(begin)
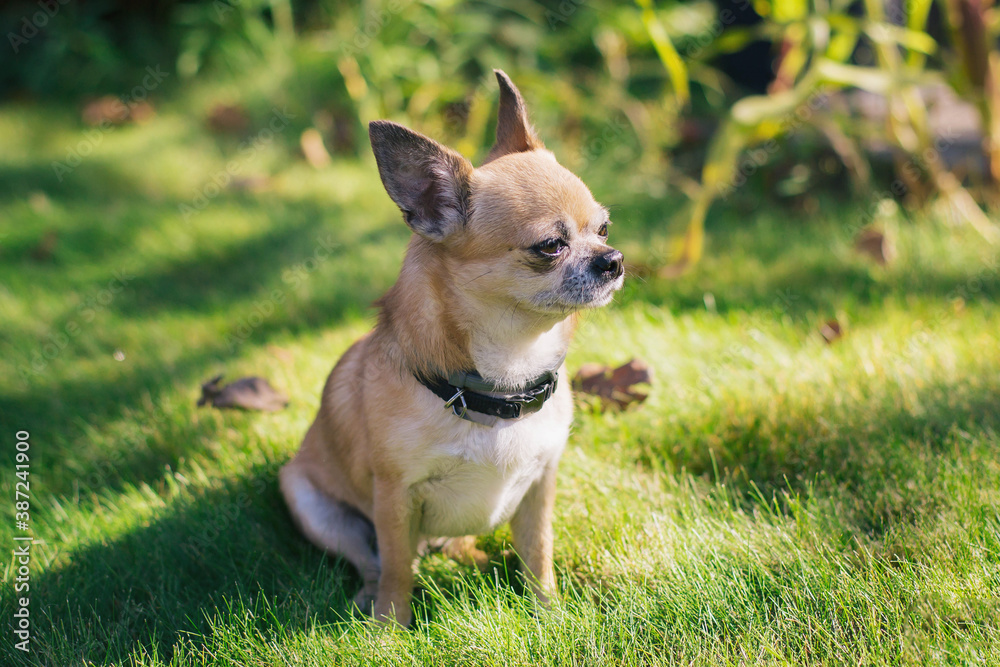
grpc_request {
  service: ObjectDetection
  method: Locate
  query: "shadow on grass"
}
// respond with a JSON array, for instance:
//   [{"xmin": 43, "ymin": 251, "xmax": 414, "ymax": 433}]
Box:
[
  {"xmin": 0, "ymin": 467, "xmax": 358, "ymax": 665},
  {"xmin": 0, "ymin": 464, "xmax": 523, "ymax": 665}
]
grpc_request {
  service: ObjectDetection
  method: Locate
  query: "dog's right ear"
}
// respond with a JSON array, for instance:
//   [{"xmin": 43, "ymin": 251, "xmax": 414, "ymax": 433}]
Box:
[
  {"xmin": 368, "ymin": 120, "xmax": 472, "ymax": 241},
  {"xmin": 483, "ymin": 69, "xmax": 544, "ymax": 164}
]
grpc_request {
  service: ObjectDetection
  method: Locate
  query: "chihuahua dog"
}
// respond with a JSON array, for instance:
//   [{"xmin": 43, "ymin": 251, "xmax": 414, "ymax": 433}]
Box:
[{"xmin": 280, "ymin": 70, "xmax": 624, "ymax": 626}]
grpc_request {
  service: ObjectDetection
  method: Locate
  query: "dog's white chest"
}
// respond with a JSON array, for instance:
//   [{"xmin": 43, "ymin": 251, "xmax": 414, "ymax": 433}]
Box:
[{"xmin": 414, "ymin": 417, "xmax": 569, "ymax": 537}]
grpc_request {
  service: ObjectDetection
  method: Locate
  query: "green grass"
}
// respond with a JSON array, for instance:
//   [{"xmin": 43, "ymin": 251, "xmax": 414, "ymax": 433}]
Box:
[{"xmin": 0, "ymin": 100, "xmax": 1000, "ymax": 666}]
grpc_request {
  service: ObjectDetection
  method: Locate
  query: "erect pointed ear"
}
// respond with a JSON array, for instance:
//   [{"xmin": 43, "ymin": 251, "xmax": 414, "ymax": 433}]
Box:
[
  {"xmin": 368, "ymin": 120, "xmax": 472, "ymax": 241},
  {"xmin": 484, "ymin": 69, "xmax": 544, "ymax": 164}
]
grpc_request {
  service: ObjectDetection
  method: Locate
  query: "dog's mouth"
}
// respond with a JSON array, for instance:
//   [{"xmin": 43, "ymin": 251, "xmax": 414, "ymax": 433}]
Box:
[{"xmin": 534, "ymin": 275, "xmax": 625, "ymax": 315}]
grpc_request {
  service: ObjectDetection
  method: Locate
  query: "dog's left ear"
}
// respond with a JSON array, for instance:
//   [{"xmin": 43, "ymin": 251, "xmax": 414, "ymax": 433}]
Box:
[
  {"xmin": 483, "ymin": 69, "xmax": 545, "ymax": 164},
  {"xmin": 368, "ymin": 120, "xmax": 473, "ymax": 241}
]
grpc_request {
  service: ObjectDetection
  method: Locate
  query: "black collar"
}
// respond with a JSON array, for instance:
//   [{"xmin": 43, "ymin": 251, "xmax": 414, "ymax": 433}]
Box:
[{"xmin": 415, "ymin": 371, "xmax": 559, "ymax": 422}]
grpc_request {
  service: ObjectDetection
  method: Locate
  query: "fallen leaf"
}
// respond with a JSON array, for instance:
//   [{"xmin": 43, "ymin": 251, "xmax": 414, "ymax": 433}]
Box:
[
  {"xmin": 854, "ymin": 227, "xmax": 896, "ymax": 266},
  {"xmin": 299, "ymin": 127, "xmax": 331, "ymax": 169},
  {"xmin": 198, "ymin": 375, "xmax": 288, "ymax": 411},
  {"xmin": 80, "ymin": 95, "xmax": 130, "ymax": 127},
  {"xmin": 573, "ymin": 359, "xmax": 653, "ymax": 408},
  {"xmin": 80, "ymin": 95, "xmax": 156, "ymax": 127},
  {"xmin": 819, "ymin": 320, "xmax": 844, "ymax": 345}
]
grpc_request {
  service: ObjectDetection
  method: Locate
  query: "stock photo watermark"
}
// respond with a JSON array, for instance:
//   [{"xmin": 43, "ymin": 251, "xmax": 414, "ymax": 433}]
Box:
[
  {"xmin": 11, "ymin": 431, "xmax": 34, "ymax": 653},
  {"xmin": 226, "ymin": 234, "xmax": 340, "ymax": 352},
  {"xmin": 7, "ymin": 0, "xmax": 72, "ymax": 53}
]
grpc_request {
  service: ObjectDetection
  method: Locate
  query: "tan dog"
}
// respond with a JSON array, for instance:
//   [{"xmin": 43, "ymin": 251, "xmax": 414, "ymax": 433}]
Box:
[{"xmin": 281, "ymin": 70, "xmax": 624, "ymax": 625}]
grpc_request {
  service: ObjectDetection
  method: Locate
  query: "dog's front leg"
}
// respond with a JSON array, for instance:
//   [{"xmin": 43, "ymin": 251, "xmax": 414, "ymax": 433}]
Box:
[
  {"xmin": 510, "ymin": 461, "xmax": 558, "ymax": 604},
  {"xmin": 374, "ymin": 479, "xmax": 420, "ymax": 627}
]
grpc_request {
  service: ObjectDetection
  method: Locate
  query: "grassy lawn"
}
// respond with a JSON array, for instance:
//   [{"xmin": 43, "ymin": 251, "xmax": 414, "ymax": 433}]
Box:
[{"xmin": 0, "ymin": 100, "xmax": 1000, "ymax": 666}]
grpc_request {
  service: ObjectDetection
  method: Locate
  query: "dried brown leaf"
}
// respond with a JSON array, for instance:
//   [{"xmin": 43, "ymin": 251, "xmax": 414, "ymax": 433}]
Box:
[
  {"xmin": 208, "ymin": 104, "xmax": 250, "ymax": 136},
  {"xmin": 854, "ymin": 227, "xmax": 896, "ymax": 266},
  {"xmin": 573, "ymin": 359, "xmax": 653, "ymax": 408},
  {"xmin": 819, "ymin": 320, "xmax": 844, "ymax": 345},
  {"xmin": 198, "ymin": 375, "xmax": 288, "ymax": 411}
]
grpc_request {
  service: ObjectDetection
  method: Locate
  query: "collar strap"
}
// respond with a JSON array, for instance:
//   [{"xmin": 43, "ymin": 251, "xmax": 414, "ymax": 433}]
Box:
[{"xmin": 415, "ymin": 371, "xmax": 559, "ymax": 421}]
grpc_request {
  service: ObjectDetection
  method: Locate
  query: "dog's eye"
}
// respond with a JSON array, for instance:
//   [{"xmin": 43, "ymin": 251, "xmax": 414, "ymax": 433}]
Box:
[{"xmin": 534, "ymin": 239, "xmax": 566, "ymax": 257}]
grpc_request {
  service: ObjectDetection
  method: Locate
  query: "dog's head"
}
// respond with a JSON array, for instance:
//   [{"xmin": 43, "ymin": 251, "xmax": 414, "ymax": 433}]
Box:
[{"xmin": 369, "ymin": 70, "xmax": 624, "ymax": 316}]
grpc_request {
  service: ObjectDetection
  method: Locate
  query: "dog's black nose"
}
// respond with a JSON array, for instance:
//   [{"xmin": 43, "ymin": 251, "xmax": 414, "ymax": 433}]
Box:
[{"xmin": 591, "ymin": 250, "xmax": 625, "ymax": 280}]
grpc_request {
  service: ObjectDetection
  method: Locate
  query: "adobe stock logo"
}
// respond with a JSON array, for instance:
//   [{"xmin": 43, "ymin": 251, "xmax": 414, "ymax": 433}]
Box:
[{"xmin": 7, "ymin": 0, "xmax": 70, "ymax": 53}]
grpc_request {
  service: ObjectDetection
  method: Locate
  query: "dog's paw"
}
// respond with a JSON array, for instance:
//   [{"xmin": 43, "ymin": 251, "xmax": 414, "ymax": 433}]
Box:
[{"xmin": 352, "ymin": 581, "xmax": 378, "ymax": 618}]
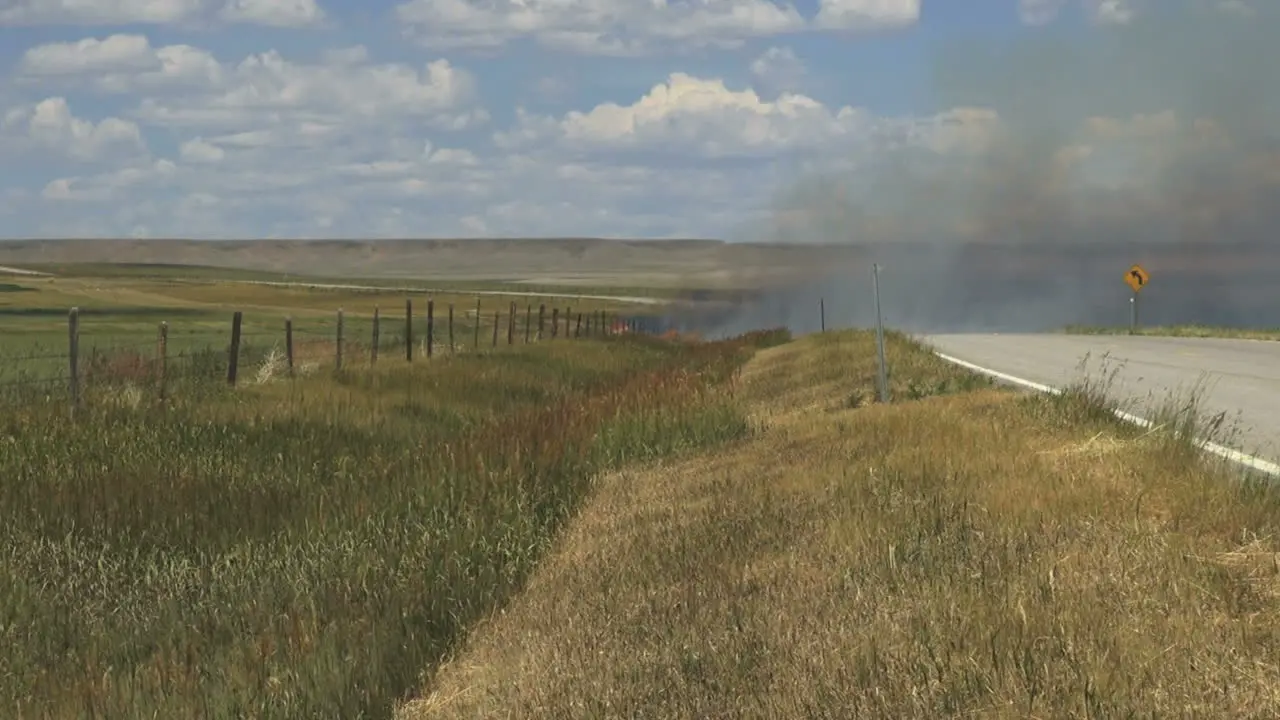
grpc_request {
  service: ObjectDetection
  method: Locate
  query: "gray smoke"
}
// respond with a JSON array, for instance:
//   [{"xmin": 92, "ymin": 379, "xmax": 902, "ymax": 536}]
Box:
[{"xmin": 680, "ymin": 0, "xmax": 1280, "ymax": 336}]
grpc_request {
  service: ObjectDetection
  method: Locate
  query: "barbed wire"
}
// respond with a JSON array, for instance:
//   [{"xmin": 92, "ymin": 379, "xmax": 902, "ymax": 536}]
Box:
[{"xmin": 0, "ymin": 304, "xmax": 634, "ymax": 404}]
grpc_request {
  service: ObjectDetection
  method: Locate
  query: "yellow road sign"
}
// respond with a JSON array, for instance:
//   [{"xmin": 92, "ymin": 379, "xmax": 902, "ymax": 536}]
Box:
[{"xmin": 1124, "ymin": 265, "xmax": 1151, "ymax": 292}]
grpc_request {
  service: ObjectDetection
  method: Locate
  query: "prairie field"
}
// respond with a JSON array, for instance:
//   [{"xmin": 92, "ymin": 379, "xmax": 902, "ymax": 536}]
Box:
[
  {"xmin": 10, "ymin": 254, "xmax": 1280, "ymax": 720},
  {"xmin": 399, "ymin": 332, "xmax": 1280, "ymax": 720}
]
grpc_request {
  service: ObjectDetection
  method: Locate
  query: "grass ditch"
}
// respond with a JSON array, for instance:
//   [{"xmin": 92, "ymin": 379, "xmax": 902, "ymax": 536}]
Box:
[
  {"xmin": 0, "ymin": 334, "xmax": 781, "ymax": 719},
  {"xmin": 399, "ymin": 333, "xmax": 1280, "ymax": 720}
]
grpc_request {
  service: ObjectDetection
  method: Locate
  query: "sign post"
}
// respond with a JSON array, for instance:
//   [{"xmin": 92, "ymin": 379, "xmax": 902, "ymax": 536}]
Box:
[
  {"xmin": 872, "ymin": 263, "xmax": 888, "ymax": 402},
  {"xmin": 1124, "ymin": 265, "xmax": 1151, "ymax": 334}
]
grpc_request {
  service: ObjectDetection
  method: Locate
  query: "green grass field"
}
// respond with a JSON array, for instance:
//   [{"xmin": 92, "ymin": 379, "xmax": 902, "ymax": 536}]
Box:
[
  {"xmin": 0, "ymin": 263, "xmax": 741, "ymax": 300},
  {"xmin": 0, "ymin": 265, "xmax": 653, "ymax": 398},
  {"xmin": 0, "ymin": 260, "xmax": 780, "ymax": 719}
]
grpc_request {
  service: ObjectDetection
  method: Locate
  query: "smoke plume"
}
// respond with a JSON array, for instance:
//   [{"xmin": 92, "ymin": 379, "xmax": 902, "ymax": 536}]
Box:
[{"xmin": 684, "ymin": 0, "xmax": 1280, "ymax": 334}]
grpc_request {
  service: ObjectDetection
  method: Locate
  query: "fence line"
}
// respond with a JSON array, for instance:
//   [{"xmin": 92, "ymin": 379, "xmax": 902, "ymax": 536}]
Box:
[{"xmin": 0, "ymin": 297, "xmax": 646, "ymax": 413}]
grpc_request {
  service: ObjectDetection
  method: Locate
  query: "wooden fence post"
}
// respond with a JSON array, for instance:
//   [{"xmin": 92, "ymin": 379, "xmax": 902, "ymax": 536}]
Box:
[
  {"xmin": 369, "ymin": 305, "xmax": 381, "ymax": 365},
  {"xmin": 426, "ymin": 297, "xmax": 435, "ymax": 357},
  {"xmin": 284, "ymin": 318, "xmax": 293, "ymax": 378},
  {"xmin": 333, "ymin": 307, "xmax": 342, "ymax": 372},
  {"xmin": 227, "ymin": 310, "xmax": 244, "ymax": 387},
  {"xmin": 156, "ymin": 322, "xmax": 169, "ymax": 401},
  {"xmin": 404, "ymin": 297, "xmax": 413, "ymax": 363},
  {"xmin": 67, "ymin": 307, "xmax": 79, "ymax": 415}
]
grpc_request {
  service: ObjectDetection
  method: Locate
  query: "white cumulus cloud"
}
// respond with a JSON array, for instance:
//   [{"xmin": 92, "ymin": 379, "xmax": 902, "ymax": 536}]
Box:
[
  {"xmin": 3, "ymin": 97, "xmax": 146, "ymax": 160},
  {"xmin": 0, "ymin": 0, "xmax": 325, "ymax": 27},
  {"xmin": 396, "ymin": 0, "xmax": 920, "ymax": 55},
  {"xmin": 221, "ymin": 0, "xmax": 325, "ymax": 27}
]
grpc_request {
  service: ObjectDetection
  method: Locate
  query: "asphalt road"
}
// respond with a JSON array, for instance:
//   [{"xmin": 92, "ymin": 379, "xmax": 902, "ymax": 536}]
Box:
[{"xmin": 922, "ymin": 334, "xmax": 1280, "ymax": 461}]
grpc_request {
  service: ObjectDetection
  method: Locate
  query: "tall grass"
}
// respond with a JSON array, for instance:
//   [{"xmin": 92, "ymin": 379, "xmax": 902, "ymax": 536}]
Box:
[{"xmin": 0, "ymin": 336, "xmax": 772, "ymax": 719}]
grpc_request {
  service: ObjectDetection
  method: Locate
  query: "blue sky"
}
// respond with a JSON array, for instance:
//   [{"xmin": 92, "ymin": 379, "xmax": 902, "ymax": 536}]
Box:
[{"xmin": 0, "ymin": 0, "xmax": 1239, "ymax": 238}]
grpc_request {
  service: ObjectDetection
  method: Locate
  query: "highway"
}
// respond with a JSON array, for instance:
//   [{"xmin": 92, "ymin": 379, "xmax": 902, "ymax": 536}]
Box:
[{"xmin": 919, "ymin": 334, "xmax": 1280, "ymax": 462}]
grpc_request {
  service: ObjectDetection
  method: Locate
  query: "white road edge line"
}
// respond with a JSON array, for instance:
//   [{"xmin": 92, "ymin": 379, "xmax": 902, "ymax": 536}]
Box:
[{"xmin": 933, "ymin": 351, "xmax": 1280, "ymax": 477}]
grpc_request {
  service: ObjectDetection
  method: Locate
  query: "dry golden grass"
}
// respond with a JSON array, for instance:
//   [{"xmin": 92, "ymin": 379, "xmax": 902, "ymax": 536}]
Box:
[{"xmin": 399, "ymin": 334, "xmax": 1280, "ymax": 720}]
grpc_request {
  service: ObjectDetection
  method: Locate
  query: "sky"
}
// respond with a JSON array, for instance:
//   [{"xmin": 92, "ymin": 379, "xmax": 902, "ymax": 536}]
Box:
[{"xmin": 0, "ymin": 0, "xmax": 1259, "ymax": 240}]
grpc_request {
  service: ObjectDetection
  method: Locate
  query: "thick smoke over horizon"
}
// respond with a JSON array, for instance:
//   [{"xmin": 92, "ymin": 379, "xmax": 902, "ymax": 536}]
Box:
[{"xmin": 687, "ymin": 0, "xmax": 1280, "ymax": 334}]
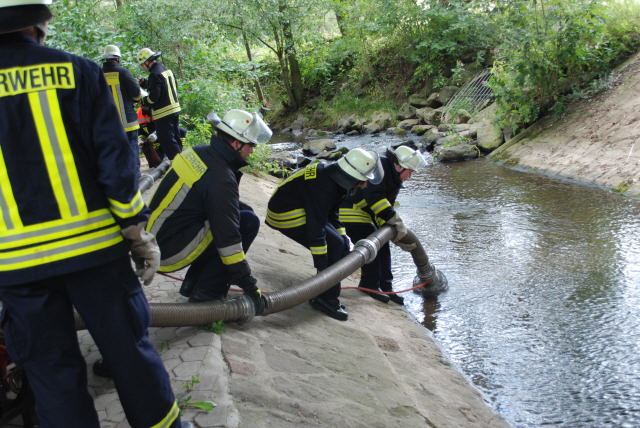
(end)
* _Aim_
Extract every line of the material above that contains the string "green", treating uppercase and lowercase as different.

* _Task result_
  query: "green grass"
  query: "green grass field"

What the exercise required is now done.